Calculate how many lines in the following records hold the word "instance", and report that number without comment.

[Stored items]
+--
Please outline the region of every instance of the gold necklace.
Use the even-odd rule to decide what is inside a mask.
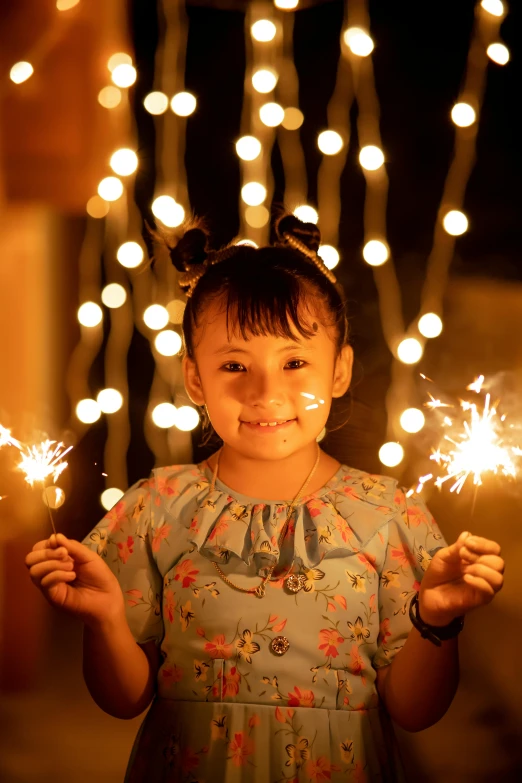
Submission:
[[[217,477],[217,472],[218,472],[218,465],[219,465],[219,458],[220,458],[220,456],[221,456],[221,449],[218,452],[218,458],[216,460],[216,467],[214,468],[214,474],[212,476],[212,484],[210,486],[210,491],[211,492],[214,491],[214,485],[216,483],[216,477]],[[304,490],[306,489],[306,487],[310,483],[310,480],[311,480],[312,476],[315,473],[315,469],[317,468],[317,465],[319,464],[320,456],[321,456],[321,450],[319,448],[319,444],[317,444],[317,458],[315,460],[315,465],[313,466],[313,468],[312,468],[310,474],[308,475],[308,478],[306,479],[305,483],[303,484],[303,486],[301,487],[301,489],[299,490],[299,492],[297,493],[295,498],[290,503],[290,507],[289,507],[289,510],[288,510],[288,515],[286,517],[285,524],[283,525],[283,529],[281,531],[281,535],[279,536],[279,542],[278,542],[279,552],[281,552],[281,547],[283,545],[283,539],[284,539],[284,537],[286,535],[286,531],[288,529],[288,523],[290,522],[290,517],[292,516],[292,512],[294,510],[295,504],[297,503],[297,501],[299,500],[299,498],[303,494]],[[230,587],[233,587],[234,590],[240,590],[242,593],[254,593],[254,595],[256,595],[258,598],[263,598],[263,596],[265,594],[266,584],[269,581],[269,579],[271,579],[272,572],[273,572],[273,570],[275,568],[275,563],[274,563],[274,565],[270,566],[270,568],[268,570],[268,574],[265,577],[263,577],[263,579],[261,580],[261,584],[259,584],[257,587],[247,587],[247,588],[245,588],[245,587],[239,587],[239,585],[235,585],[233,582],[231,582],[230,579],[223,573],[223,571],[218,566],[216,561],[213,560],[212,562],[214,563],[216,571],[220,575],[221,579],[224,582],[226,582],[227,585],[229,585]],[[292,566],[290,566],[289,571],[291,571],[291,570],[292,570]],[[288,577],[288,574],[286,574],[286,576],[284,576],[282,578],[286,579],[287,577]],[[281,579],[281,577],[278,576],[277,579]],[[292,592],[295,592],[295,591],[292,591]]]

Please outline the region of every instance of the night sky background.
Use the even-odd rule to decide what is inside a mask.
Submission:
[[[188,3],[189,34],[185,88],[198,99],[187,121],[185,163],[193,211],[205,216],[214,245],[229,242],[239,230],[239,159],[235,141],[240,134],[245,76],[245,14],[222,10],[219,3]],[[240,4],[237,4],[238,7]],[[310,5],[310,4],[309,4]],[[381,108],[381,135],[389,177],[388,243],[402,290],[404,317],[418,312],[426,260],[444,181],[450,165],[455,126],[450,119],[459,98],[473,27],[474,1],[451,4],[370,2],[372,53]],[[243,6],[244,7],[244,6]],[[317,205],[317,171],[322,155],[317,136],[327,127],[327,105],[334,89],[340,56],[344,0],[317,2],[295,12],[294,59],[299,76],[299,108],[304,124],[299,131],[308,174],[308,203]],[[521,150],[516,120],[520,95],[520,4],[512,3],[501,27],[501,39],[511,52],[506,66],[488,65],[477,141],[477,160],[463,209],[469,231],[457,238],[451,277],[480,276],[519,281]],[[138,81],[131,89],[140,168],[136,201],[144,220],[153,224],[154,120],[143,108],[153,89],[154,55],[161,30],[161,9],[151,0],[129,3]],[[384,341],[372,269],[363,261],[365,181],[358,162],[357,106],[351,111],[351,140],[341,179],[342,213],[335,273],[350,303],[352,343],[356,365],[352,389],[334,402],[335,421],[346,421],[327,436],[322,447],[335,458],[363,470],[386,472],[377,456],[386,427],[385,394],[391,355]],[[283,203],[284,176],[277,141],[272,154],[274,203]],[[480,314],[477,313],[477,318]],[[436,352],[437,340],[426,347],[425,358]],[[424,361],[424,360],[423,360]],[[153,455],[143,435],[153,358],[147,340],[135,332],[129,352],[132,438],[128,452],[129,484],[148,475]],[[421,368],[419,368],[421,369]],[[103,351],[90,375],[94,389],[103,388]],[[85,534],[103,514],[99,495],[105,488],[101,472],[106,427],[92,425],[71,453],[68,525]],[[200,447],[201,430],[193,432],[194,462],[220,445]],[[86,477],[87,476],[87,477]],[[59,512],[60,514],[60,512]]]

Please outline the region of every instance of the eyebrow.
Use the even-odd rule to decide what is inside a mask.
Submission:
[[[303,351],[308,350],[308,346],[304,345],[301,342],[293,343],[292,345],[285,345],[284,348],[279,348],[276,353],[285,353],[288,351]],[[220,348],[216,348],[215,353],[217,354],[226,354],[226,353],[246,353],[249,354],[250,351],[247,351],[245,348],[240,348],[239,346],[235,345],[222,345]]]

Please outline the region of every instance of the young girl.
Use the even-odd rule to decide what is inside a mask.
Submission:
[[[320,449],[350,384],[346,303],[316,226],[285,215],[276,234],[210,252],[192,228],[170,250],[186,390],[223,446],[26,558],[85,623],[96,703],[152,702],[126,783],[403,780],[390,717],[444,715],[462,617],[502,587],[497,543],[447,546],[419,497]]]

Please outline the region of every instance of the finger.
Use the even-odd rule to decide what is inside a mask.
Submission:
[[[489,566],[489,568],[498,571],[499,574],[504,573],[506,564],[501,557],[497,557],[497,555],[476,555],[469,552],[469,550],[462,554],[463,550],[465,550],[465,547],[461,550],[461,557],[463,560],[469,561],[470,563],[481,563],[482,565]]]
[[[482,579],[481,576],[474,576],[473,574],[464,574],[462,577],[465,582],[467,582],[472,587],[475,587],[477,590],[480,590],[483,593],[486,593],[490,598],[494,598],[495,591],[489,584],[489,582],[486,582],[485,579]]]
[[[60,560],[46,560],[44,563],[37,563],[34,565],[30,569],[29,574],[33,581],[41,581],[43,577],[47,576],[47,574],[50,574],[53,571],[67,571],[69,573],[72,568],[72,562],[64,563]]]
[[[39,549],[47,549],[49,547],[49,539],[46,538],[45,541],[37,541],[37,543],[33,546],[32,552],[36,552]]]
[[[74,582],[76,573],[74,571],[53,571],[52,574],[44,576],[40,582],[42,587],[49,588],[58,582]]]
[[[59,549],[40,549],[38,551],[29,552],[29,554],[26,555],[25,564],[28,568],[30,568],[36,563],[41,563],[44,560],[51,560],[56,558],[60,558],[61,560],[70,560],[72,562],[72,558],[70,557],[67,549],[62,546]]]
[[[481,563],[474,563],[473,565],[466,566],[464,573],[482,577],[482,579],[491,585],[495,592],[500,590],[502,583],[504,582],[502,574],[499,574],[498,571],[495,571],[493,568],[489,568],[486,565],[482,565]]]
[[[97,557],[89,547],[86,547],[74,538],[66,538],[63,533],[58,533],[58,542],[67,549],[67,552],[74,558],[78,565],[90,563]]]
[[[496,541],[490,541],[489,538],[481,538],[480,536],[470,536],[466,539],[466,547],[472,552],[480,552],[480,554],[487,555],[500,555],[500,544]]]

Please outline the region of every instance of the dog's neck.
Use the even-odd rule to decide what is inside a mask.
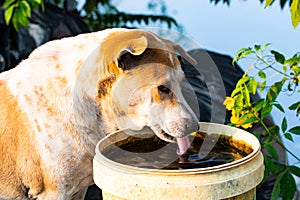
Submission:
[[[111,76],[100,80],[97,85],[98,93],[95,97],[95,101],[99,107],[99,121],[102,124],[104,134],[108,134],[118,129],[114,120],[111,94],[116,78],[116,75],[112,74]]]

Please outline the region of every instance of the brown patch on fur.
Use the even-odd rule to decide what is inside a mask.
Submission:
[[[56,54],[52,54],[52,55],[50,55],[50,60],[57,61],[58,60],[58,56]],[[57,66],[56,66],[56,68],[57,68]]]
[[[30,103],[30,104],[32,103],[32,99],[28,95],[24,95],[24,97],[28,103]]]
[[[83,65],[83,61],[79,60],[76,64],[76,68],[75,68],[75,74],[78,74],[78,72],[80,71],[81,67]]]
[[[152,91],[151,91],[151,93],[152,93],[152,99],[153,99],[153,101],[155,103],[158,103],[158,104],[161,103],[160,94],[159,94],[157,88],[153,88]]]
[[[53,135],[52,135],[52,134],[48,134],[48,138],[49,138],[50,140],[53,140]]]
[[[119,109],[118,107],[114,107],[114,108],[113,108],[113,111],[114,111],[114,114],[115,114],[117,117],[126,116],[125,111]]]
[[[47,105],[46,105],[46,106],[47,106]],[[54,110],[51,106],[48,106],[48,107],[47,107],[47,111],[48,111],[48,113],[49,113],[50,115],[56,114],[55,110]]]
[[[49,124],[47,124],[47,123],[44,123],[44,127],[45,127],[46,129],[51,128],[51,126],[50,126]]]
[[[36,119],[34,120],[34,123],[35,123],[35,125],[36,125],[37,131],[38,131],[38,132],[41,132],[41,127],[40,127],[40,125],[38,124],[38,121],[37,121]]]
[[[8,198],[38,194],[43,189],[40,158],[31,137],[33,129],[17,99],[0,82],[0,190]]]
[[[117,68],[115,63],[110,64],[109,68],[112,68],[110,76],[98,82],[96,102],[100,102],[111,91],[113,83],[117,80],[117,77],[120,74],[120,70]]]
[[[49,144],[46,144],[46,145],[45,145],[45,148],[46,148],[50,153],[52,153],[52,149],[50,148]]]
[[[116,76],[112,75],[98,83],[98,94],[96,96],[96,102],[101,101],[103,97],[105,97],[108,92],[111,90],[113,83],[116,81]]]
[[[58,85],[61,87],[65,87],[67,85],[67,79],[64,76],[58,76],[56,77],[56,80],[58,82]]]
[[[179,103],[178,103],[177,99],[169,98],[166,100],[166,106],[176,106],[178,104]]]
+--
▶ Answer space:
7